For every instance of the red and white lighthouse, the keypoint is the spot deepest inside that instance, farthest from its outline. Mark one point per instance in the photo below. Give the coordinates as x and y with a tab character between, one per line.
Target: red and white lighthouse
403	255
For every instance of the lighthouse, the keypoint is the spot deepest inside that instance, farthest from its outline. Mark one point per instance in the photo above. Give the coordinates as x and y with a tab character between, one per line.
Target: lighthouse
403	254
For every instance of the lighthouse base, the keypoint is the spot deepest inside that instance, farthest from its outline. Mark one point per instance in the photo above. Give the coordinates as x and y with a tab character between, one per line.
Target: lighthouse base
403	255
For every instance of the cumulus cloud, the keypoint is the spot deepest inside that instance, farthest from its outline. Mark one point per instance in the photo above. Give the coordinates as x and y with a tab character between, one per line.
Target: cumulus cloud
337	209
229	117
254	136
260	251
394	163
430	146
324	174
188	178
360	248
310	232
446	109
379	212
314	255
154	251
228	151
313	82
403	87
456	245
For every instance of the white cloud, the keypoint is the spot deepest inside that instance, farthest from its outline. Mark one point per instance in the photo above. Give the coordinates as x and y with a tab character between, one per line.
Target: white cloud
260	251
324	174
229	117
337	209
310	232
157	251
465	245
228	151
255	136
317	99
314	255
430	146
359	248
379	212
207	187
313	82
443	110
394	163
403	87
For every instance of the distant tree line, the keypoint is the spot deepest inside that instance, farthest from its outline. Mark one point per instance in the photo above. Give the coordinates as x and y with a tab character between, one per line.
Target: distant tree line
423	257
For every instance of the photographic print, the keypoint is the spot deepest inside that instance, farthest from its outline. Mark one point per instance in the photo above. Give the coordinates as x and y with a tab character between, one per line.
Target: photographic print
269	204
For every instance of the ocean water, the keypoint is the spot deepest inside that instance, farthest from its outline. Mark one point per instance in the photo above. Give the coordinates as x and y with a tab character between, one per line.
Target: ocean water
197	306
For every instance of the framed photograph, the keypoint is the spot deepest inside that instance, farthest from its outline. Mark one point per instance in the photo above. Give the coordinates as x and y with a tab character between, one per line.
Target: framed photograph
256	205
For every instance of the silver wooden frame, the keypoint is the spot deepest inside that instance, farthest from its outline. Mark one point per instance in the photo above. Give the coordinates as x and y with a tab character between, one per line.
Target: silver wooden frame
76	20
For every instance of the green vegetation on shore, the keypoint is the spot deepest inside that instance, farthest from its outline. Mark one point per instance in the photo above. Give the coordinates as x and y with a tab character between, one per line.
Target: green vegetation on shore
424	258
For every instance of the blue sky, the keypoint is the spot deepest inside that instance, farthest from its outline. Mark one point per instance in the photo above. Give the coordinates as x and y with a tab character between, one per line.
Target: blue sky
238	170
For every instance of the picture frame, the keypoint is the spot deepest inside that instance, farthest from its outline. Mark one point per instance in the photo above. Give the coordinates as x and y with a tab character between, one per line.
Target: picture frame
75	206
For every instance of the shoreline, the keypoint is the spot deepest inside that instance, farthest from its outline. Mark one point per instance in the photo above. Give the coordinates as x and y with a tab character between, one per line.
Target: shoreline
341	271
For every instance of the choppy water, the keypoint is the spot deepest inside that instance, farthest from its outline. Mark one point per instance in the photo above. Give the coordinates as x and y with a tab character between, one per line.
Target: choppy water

= = =

## WHAT YOU SHOULD DO
Above are the records. Identify each line that contains the word "choppy".

## WRITTEN RESPONSE
For every instance of the choppy water, the keypoint is the spot deepest inside that instance, farthest from its outline. Mark one point per instance in the photo above. Give the coordinates as x and y with a tab character between, one per line.
Target: choppy water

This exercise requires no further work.